• **Set problem**
Each line from the line holding "[mark] camera lens" through the last line should be written out exactly, with nothing else and no images.

• **Provided information**
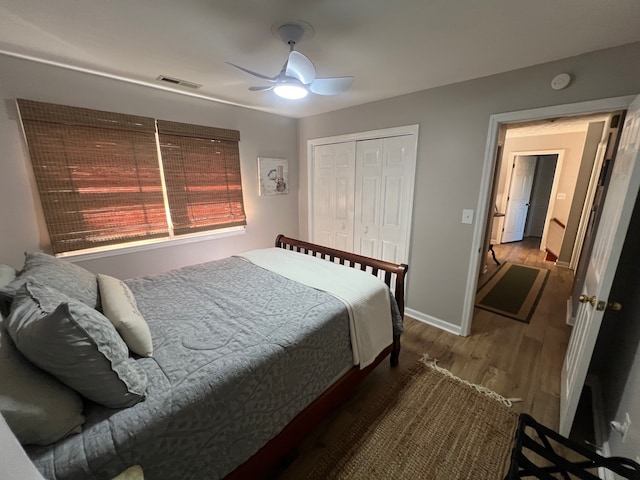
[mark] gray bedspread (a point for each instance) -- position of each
(238, 352)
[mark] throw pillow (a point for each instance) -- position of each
(72, 280)
(39, 409)
(120, 307)
(76, 344)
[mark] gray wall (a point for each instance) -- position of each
(261, 134)
(453, 123)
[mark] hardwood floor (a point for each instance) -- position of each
(510, 357)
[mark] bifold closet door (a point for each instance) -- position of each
(333, 195)
(383, 197)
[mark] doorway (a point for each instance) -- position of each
(485, 212)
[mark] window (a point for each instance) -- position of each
(104, 180)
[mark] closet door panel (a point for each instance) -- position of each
(367, 196)
(333, 195)
(397, 175)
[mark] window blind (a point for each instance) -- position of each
(202, 176)
(97, 174)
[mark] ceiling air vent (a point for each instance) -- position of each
(177, 81)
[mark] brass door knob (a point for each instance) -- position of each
(616, 306)
(586, 299)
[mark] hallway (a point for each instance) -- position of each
(515, 359)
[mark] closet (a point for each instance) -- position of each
(361, 195)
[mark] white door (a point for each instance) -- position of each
(524, 168)
(333, 195)
(616, 213)
(385, 170)
(368, 192)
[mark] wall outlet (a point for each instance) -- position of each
(626, 425)
(622, 427)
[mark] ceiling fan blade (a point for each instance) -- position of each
(251, 72)
(300, 67)
(330, 86)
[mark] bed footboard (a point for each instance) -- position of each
(394, 273)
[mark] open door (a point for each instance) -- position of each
(601, 266)
(524, 168)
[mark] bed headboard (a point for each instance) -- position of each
(394, 272)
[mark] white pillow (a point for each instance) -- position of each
(120, 307)
(7, 274)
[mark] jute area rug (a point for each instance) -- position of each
(432, 425)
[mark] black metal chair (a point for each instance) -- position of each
(534, 438)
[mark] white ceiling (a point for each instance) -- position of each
(390, 47)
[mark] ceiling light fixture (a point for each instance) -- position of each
(291, 89)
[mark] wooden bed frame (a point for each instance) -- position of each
(267, 460)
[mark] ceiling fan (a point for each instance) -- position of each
(298, 75)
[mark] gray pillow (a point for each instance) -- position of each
(7, 275)
(76, 344)
(39, 409)
(72, 280)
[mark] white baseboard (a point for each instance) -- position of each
(433, 321)
(571, 320)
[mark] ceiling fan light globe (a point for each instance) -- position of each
(291, 90)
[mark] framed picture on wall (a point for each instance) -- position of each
(273, 176)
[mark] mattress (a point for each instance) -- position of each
(239, 351)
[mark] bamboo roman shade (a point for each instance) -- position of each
(202, 175)
(100, 179)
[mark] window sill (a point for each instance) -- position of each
(112, 250)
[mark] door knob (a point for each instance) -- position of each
(586, 299)
(615, 306)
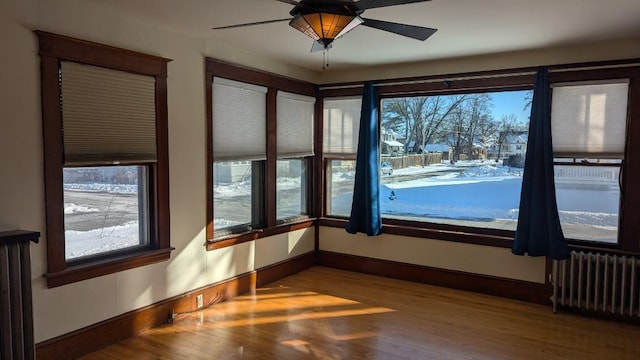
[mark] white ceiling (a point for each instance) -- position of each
(465, 27)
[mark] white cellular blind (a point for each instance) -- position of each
(294, 125)
(341, 126)
(589, 119)
(239, 120)
(108, 116)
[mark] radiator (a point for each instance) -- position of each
(16, 313)
(597, 282)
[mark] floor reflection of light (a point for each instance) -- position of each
(308, 315)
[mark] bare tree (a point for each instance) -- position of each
(421, 117)
(469, 123)
(507, 125)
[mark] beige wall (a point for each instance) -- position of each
(612, 50)
(74, 306)
(71, 307)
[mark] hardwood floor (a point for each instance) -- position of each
(324, 313)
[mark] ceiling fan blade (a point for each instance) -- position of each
(412, 31)
(319, 46)
(290, 2)
(250, 24)
(370, 4)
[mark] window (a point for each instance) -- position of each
(105, 210)
(260, 141)
(105, 142)
(459, 168)
(239, 152)
(452, 153)
(292, 190)
(295, 147)
(589, 122)
(341, 124)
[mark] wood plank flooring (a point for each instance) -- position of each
(324, 313)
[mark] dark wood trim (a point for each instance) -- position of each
(421, 231)
(265, 203)
(259, 234)
(285, 268)
(74, 273)
(513, 83)
(258, 77)
(630, 192)
(502, 73)
(56, 48)
(71, 49)
(594, 74)
(209, 156)
(317, 184)
(272, 159)
(52, 147)
(490, 285)
(159, 197)
(15, 236)
(94, 337)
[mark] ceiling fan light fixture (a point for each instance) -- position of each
(323, 26)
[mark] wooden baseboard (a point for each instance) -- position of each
(508, 288)
(97, 336)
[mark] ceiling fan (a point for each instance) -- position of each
(326, 20)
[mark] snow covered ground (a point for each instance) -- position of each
(483, 194)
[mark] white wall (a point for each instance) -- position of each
(470, 258)
(74, 306)
(611, 50)
(67, 308)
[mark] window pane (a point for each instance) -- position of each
(455, 159)
(340, 187)
(588, 201)
(291, 195)
(232, 200)
(104, 209)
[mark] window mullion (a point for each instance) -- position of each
(272, 158)
(629, 226)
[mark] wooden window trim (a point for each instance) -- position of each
(53, 49)
(502, 80)
(236, 239)
(217, 68)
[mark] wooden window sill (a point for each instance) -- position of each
(75, 273)
(231, 240)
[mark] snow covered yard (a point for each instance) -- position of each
(471, 193)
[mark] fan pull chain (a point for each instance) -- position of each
(325, 58)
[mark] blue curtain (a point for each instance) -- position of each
(365, 207)
(539, 232)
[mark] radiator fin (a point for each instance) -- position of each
(597, 282)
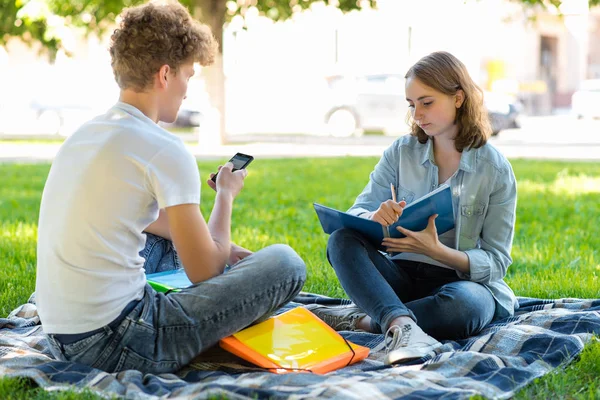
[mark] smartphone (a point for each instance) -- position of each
(239, 161)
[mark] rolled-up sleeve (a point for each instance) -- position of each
(491, 260)
(378, 188)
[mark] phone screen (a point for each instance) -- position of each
(239, 161)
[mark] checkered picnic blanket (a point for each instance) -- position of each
(507, 355)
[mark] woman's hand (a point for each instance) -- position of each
(424, 242)
(388, 212)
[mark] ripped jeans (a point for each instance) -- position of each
(163, 332)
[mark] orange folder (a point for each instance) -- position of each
(294, 341)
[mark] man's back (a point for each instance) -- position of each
(104, 188)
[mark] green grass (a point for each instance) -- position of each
(556, 249)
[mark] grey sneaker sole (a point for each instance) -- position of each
(407, 354)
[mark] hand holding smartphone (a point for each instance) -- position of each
(239, 161)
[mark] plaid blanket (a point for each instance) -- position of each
(507, 355)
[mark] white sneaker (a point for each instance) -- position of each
(404, 344)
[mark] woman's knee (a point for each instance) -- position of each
(470, 308)
(342, 238)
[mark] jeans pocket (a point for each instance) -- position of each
(472, 216)
(86, 350)
(131, 360)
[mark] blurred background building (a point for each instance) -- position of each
(324, 72)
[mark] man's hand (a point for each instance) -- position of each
(388, 212)
(228, 180)
(424, 242)
(237, 254)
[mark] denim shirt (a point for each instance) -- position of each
(484, 194)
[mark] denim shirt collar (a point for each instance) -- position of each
(467, 159)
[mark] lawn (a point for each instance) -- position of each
(556, 250)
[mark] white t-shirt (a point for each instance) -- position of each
(106, 185)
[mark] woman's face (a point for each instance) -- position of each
(433, 111)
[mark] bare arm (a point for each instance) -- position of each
(204, 248)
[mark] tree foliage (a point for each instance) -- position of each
(43, 20)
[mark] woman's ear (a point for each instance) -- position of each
(459, 98)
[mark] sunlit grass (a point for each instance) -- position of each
(556, 248)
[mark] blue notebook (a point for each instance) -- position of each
(414, 217)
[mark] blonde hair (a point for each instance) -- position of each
(447, 74)
(154, 34)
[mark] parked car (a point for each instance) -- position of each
(585, 102)
(504, 111)
(193, 107)
(377, 103)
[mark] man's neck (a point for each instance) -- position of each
(144, 101)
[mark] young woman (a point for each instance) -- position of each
(448, 286)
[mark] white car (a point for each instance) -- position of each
(586, 101)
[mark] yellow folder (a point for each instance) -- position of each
(294, 341)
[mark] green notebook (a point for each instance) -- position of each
(169, 280)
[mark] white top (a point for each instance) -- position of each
(106, 185)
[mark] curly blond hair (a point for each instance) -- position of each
(447, 74)
(154, 34)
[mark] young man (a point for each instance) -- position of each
(121, 195)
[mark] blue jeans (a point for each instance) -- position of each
(442, 304)
(163, 332)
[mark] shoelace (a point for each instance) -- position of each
(397, 336)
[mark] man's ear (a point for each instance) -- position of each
(459, 98)
(163, 73)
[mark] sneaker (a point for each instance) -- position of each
(404, 344)
(340, 318)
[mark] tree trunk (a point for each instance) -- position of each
(212, 13)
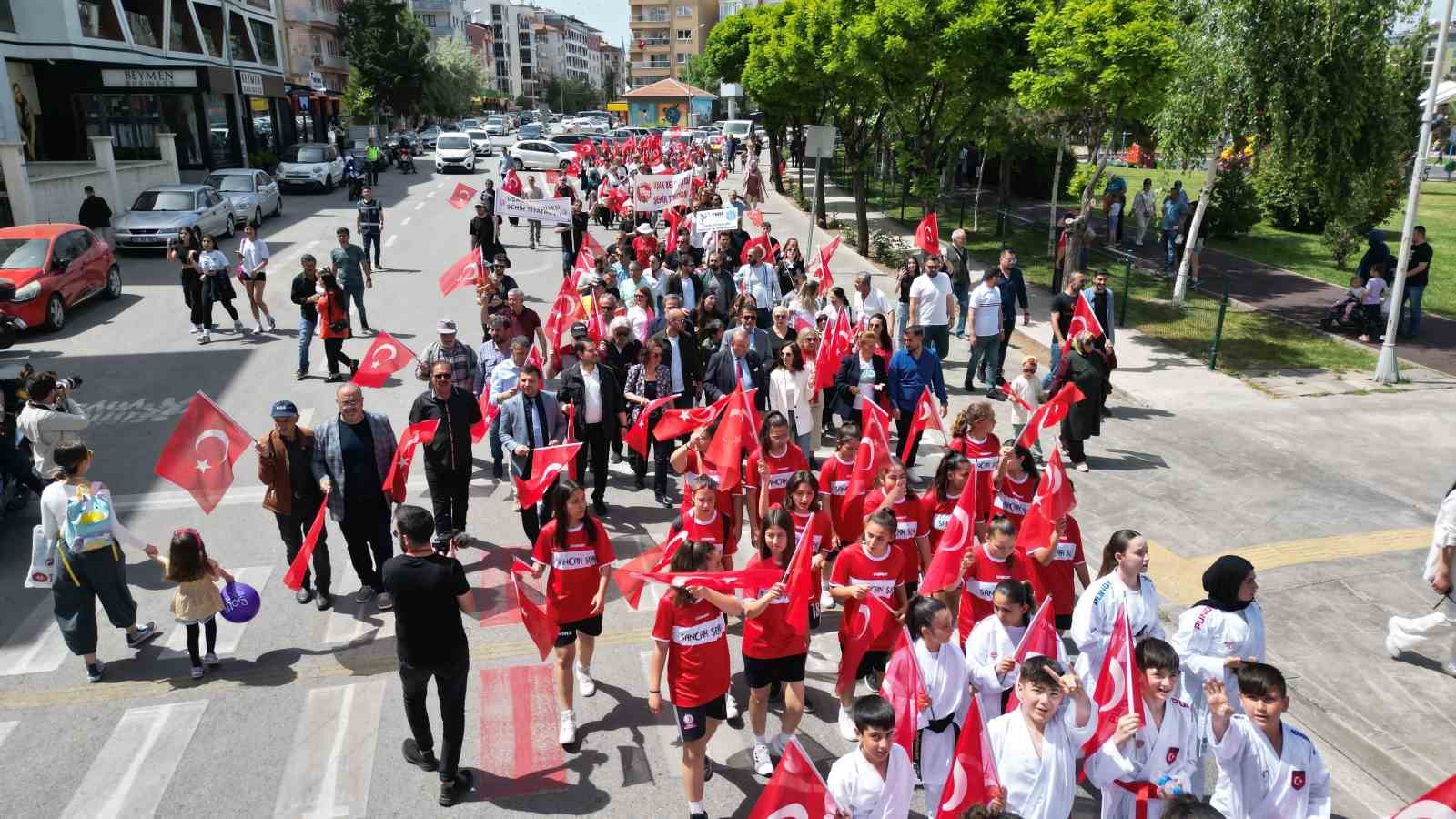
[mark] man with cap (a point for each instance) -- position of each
(462, 360)
(284, 468)
(448, 455)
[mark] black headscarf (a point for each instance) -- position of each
(1222, 583)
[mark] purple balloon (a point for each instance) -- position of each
(240, 602)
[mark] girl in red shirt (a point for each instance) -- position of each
(772, 653)
(973, 438)
(691, 639)
(575, 547)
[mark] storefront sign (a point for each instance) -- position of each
(149, 77)
(251, 84)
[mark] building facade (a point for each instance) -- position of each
(666, 34)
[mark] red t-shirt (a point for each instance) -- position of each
(768, 636)
(983, 455)
(698, 651)
(912, 522)
(779, 470)
(883, 576)
(844, 511)
(574, 570)
(1014, 499)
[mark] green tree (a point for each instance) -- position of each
(1098, 63)
(388, 50)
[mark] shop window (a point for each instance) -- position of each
(210, 19)
(262, 35)
(182, 36)
(99, 19)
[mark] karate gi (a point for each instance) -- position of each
(1040, 787)
(1254, 783)
(1097, 611)
(1169, 749)
(858, 789)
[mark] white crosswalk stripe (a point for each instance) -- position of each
(136, 763)
(331, 763)
(228, 632)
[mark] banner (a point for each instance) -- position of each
(553, 210)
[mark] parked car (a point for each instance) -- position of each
(252, 194)
(541, 155)
(55, 267)
(162, 212)
(455, 152)
(310, 165)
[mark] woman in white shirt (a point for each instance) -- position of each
(252, 257)
(791, 390)
(91, 562)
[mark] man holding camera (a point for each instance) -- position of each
(50, 419)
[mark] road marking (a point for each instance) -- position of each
(35, 646)
(519, 722)
(1179, 579)
(149, 741)
(331, 767)
(228, 632)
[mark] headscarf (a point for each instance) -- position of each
(1222, 583)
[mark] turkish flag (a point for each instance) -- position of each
(546, 464)
(637, 436)
(414, 435)
(1433, 804)
(928, 235)
(462, 196)
(874, 622)
(903, 690)
(795, 789)
(300, 562)
(1116, 690)
(973, 777)
(1082, 321)
(1050, 413)
(201, 452)
(541, 624)
(465, 271)
(874, 450)
(926, 416)
(385, 358)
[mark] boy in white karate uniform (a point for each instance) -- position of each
(875, 780)
(1036, 746)
(1154, 761)
(1267, 770)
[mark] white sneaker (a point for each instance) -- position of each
(568, 729)
(584, 683)
(762, 763)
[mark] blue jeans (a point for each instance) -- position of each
(306, 329)
(1412, 296)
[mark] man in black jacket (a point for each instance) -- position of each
(596, 394)
(448, 455)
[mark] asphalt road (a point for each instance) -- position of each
(305, 716)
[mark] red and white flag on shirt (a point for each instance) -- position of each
(201, 450)
(385, 358)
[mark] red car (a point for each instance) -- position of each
(55, 267)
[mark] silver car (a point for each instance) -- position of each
(162, 212)
(252, 194)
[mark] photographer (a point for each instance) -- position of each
(50, 417)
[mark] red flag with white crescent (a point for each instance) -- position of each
(385, 358)
(201, 450)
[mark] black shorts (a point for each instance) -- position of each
(775, 669)
(567, 632)
(692, 723)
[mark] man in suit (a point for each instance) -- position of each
(529, 420)
(734, 365)
(602, 416)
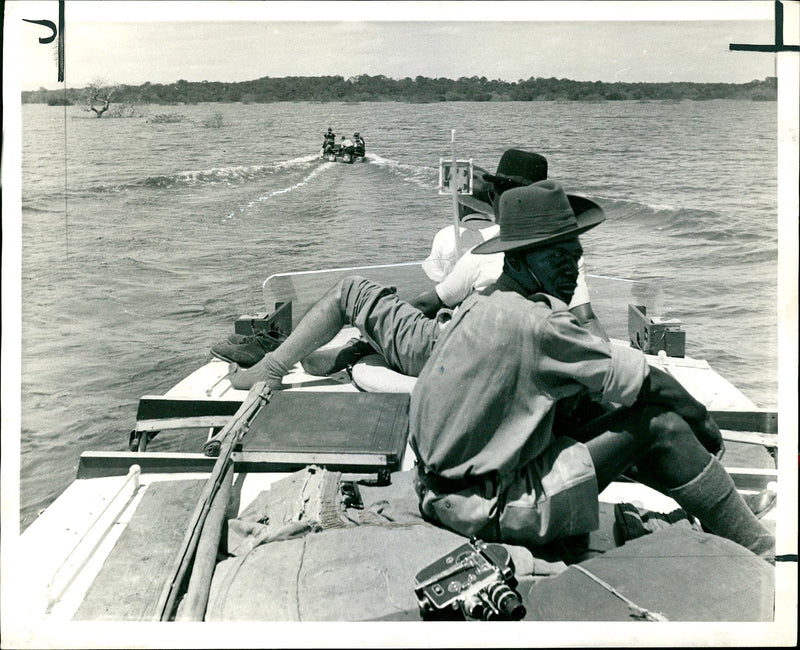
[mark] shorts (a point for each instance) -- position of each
(401, 333)
(552, 497)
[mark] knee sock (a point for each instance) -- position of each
(711, 496)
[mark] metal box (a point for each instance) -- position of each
(651, 335)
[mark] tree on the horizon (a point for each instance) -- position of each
(98, 96)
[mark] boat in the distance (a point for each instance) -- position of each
(298, 504)
(346, 151)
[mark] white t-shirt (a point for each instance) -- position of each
(442, 258)
(476, 272)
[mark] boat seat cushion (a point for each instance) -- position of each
(679, 574)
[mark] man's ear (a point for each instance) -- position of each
(514, 261)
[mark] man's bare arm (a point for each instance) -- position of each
(588, 319)
(428, 303)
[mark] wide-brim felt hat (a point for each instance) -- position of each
(517, 167)
(479, 200)
(540, 214)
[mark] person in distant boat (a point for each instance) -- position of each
(360, 148)
(347, 146)
(329, 141)
(495, 459)
(516, 168)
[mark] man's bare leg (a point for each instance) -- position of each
(665, 448)
(322, 322)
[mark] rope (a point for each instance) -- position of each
(638, 612)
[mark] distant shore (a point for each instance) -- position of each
(365, 88)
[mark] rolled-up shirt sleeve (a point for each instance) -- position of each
(569, 354)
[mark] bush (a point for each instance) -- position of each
(214, 122)
(124, 110)
(166, 118)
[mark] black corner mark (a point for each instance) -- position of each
(778, 46)
(56, 31)
(46, 23)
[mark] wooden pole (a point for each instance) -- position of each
(193, 607)
(227, 440)
(454, 189)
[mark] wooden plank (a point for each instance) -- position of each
(95, 464)
(130, 581)
(155, 407)
(198, 422)
(757, 421)
(332, 423)
(747, 478)
(751, 438)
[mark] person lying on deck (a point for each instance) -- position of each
(495, 458)
(476, 225)
(515, 169)
(475, 272)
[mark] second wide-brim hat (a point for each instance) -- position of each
(539, 214)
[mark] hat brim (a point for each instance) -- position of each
(504, 178)
(587, 213)
(476, 204)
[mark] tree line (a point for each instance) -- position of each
(368, 88)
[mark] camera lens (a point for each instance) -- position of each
(506, 601)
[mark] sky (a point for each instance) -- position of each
(135, 42)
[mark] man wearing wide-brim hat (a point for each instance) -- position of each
(517, 168)
(491, 462)
(475, 225)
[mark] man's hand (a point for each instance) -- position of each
(709, 435)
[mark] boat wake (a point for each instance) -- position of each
(424, 177)
(320, 169)
(230, 175)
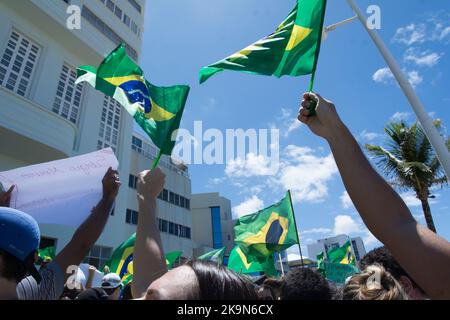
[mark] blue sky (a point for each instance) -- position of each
(182, 36)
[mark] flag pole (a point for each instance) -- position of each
(156, 161)
(281, 264)
(296, 230)
(425, 120)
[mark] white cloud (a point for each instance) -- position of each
(410, 200)
(369, 136)
(400, 116)
(249, 206)
(210, 104)
(305, 174)
(321, 231)
(413, 33)
(253, 165)
(382, 75)
(345, 224)
(414, 78)
(422, 59)
(287, 120)
(346, 201)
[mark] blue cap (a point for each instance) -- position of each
(19, 233)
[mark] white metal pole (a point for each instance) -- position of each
(424, 119)
(281, 264)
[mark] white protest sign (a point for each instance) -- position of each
(60, 192)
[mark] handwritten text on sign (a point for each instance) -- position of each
(60, 192)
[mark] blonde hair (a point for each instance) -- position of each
(374, 283)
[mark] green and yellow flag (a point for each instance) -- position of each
(293, 49)
(342, 255)
(121, 261)
(157, 110)
(214, 255)
(48, 254)
(171, 257)
(239, 262)
(267, 231)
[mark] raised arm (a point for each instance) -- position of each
(422, 253)
(148, 261)
(90, 230)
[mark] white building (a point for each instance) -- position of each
(174, 203)
(44, 116)
(327, 244)
(212, 223)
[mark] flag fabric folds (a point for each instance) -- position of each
(157, 110)
(239, 262)
(214, 255)
(48, 253)
(268, 231)
(293, 49)
(339, 264)
(121, 261)
(171, 257)
(342, 255)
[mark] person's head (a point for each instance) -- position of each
(19, 242)
(374, 283)
(382, 256)
(201, 280)
(270, 289)
(112, 284)
(305, 284)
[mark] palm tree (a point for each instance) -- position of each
(410, 163)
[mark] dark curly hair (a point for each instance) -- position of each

• **Response**
[mark] camera lens (a point for each instance) -- position of each
(506, 601)
[mark] sky (a point for each instance) -- position of each
(135, 42)
[mark] man wearing wide-brim hat (a point for each instance) -- position of each
(517, 168)
(491, 462)
(475, 225)
[mark] man's hand (a point for each instance) -- position of each
(709, 435)
[mark] boat wake (a point for each instance) -- position of each
(424, 177)
(320, 169)
(230, 175)
[mark] blue sky (a point for each instance) -- position of each
(182, 36)
[mark] flag pole (a point for each instance) -- position of each
(156, 161)
(281, 264)
(296, 230)
(425, 120)
[mark] white cloud (a point for each instance) -- position of each
(410, 200)
(369, 136)
(400, 116)
(249, 206)
(210, 104)
(305, 174)
(321, 231)
(413, 33)
(253, 165)
(382, 75)
(345, 224)
(414, 78)
(422, 59)
(287, 120)
(346, 201)
[mark] blue cap (a point for each instance) -- position of each
(19, 233)
[mark] white metal pole (a point for each instance) -- position of each
(424, 119)
(281, 264)
[mark] white protest sign (a point for each instance) -- position of each
(60, 192)
[mark] handwritten text on sign (a point for each instance) -- position of each
(60, 192)
[mark] blonde hair (a point for each instance) -- position of each
(374, 283)
[mark] green and yellow flag (a point for each instance) -- position of each
(293, 49)
(342, 255)
(121, 261)
(157, 110)
(214, 255)
(48, 254)
(171, 257)
(239, 262)
(267, 231)
[mark] raised arm (a point for each instance) -- position of each
(422, 253)
(148, 261)
(90, 230)
[mark] white building (a point for each instance) -- position of each
(174, 203)
(44, 116)
(327, 244)
(212, 223)
[mark] flag fabric folds (a point for each instance) -- position of each
(157, 110)
(239, 262)
(214, 255)
(48, 253)
(268, 231)
(293, 49)
(339, 264)
(121, 261)
(171, 257)
(342, 255)
[mark] person's head (a point for each instance) -- position of each
(19, 242)
(374, 283)
(382, 256)
(201, 280)
(270, 289)
(112, 284)
(305, 284)
[mark] palm tree (a point for each instance) -- position of each
(410, 163)
[mark] dark curly hair (a point for each instance) -- position of each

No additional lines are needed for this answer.